● **INSTRUCTIONS FOR THE TASK**: Revise the items, starting at the line that contains "Please annotate the man's gray" and continuing through the final item, so that "gray" becomes "black" and nothing else changes. Give only those lines.

● **EXERCISE DATA**:
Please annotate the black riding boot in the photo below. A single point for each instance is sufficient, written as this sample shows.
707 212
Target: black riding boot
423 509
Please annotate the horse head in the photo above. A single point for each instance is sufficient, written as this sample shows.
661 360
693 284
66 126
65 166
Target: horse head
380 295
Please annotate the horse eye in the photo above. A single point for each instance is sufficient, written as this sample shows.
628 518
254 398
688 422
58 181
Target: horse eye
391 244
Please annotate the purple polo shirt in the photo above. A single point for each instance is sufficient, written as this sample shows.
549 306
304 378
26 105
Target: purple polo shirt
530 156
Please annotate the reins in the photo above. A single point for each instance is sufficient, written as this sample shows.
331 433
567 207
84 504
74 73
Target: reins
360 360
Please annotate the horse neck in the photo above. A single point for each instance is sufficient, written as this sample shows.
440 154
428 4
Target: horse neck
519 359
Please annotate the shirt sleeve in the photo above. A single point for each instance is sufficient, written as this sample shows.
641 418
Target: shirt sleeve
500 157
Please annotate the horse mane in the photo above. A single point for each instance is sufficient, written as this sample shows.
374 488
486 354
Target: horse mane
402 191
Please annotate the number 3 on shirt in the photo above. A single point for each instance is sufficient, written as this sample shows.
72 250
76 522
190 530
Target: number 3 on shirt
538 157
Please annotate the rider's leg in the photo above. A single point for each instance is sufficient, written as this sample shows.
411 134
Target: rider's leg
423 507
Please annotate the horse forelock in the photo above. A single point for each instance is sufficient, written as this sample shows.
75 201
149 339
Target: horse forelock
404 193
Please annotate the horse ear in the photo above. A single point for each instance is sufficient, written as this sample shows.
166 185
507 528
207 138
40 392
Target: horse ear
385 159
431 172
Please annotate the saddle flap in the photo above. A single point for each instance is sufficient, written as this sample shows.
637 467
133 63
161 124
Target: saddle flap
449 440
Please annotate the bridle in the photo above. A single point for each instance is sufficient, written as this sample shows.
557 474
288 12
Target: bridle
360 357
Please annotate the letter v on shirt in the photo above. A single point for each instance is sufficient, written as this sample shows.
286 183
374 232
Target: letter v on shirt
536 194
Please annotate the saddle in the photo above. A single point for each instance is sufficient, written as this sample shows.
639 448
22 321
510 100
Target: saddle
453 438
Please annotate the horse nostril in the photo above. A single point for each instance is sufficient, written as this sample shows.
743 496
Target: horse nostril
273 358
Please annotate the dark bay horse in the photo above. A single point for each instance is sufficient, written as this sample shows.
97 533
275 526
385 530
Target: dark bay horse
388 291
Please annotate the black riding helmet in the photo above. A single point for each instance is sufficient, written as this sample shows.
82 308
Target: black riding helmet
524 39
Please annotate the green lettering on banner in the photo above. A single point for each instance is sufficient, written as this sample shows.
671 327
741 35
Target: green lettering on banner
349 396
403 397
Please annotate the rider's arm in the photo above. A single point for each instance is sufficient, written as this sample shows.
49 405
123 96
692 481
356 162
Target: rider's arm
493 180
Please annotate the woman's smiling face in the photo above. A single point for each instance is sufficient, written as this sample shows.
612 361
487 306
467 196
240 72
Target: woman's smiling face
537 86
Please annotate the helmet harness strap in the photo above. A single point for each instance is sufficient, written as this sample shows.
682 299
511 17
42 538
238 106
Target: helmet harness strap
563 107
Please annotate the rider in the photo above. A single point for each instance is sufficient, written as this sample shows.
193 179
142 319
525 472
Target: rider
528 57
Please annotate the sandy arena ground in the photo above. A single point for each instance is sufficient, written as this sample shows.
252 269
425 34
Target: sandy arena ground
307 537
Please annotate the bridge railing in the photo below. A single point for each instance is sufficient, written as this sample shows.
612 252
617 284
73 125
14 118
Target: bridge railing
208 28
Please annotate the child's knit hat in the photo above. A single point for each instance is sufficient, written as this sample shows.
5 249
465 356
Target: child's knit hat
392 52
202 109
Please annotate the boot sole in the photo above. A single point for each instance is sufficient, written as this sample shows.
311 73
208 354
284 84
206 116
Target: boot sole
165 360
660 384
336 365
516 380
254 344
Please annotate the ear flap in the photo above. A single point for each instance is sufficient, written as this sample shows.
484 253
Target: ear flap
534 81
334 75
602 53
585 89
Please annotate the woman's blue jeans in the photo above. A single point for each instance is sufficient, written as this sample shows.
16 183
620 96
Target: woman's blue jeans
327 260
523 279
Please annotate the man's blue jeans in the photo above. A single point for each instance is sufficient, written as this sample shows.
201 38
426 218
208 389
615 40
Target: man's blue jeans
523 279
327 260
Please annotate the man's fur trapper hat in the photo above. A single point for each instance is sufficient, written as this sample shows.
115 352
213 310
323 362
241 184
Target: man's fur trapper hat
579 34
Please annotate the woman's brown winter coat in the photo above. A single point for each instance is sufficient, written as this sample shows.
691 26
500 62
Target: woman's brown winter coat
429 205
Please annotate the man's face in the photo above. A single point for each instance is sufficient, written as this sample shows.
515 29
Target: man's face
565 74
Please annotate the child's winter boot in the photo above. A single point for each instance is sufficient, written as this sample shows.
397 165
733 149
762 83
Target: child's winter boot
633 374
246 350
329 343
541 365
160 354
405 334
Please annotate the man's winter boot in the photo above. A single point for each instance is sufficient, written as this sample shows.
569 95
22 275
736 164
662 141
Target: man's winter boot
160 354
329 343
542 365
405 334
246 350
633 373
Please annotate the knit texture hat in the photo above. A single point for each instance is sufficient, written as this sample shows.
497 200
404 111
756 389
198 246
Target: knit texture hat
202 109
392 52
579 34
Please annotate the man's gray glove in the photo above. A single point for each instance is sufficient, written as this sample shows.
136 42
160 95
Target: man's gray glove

● **REPLY**:
Please annotate the man's black glove in the photo above. A single point for each instance is sufficient, written as this sample shows.
136 42
160 95
Target: man's black glove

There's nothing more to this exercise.